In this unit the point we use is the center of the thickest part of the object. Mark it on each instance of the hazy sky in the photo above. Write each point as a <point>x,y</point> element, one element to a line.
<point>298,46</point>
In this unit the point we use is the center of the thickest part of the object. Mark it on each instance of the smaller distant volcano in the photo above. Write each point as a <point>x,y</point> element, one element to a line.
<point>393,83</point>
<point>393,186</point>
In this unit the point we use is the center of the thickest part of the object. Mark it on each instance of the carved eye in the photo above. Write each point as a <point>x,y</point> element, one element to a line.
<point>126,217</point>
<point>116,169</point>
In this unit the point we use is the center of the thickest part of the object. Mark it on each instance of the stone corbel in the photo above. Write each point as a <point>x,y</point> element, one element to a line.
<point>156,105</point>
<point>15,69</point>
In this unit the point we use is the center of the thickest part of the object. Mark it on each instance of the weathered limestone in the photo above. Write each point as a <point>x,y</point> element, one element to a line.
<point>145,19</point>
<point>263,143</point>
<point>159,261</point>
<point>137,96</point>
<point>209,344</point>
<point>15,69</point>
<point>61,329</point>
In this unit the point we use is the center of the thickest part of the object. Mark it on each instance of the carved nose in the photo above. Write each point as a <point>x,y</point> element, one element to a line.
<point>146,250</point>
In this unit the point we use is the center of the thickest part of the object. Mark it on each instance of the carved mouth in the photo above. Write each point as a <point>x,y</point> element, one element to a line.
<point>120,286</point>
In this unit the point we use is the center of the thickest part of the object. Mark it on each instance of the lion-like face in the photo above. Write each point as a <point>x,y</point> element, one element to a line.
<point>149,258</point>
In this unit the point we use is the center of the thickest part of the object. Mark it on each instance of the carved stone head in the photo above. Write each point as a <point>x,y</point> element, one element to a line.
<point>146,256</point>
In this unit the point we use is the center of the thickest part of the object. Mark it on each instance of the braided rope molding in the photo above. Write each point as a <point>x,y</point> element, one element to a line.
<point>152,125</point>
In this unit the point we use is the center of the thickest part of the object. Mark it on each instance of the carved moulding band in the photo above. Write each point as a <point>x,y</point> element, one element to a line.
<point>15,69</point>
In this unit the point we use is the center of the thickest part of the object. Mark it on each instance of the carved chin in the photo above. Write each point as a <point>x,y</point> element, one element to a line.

Problem details: Once you have read the material, set it down again word for word.

Response to the task:
In this unit the point we use is the center of the thickest part of the object. Mark it on each instance of the hazy sky in the photo above. Write each point as a <point>x,y</point> element, one element to a line.
<point>298,46</point>
In this unit the point we use is the center of the thickest part of the object. Mark it on each instance of the smaller distant volcano in the photo above. Write each point as a <point>x,y</point> element, one element to a line.
<point>393,83</point>
<point>393,186</point>
In this unit the point we use is the center of the thickest part of the object. Mark it on each instance of the carved eye in the photo above. Write each point as a <point>x,y</point> element, one element to a line.
<point>126,217</point>
<point>116,169</point>
In this unit the point we use is the center of the thickest part of the object. Mark it on each instance of the stone corbel in the photo above. Write each point as a <point>x,y</point> element, one element to a line.
<point>156,105</point>
<point>15,69</point>
In this unit the point we use is the center of the thickest part of the object. Mark it on each instance of the weathered limestone in the photo above. Write each point as a <point>x,y</point> element, one element to a line.
<point>145,19</point>
<point>263,143</point>
<point>159,261</point>
<point>137,96</point>
<point>209,344</point>
<point>15,69</point>
<point>61,329</point>
In this unit the point we use is the center of the thickest part of the object. Mark it on each instance of the carved nose in the photo above. Write each point as a <point>x,y</point> element, one element to a line.
<point>146,250</point>
In this unit the point we use is the center of the thickest part of the object. Mark it on each instance of the carved mouth in the photo above. Write each point as a <point>x,y</point> element, one element to a line.
<point>120,286</point>
In this unit the point we use is the center of the thickest part of the object. Mark it on each instance of the lion-like face in the photo above. Write each point as a <point>x,y</point> element, one element to a line.
<point>149,258</point>
In this unit the point we use is the center of the thickest part of the object. Mark it on each instance of the carved stone head in the photo above. Write each point as a <point>x,y</point> element, one element to a line.
<point>146,256</point>
In this unit the point we use is the center of the thickest part of the object. Mark it on each instance of the braided rope molding in the photo above. Write each point as a <point>x,y</point> element, one element to a line.
<point>152,125</point>
In this unit the point we use is the center of the thickest part of the object. Mark it on each instance of the carved moulding band in the photo above. Write each point as a <point>x,y</point> element, one element to a line.
<point>15,69</point>
In this unit the point we use is the center of the thickest part of the object. Mark it on each instance of the carved chin in the photo above. Write each point as a <point>x,y</point> element, one element to a line.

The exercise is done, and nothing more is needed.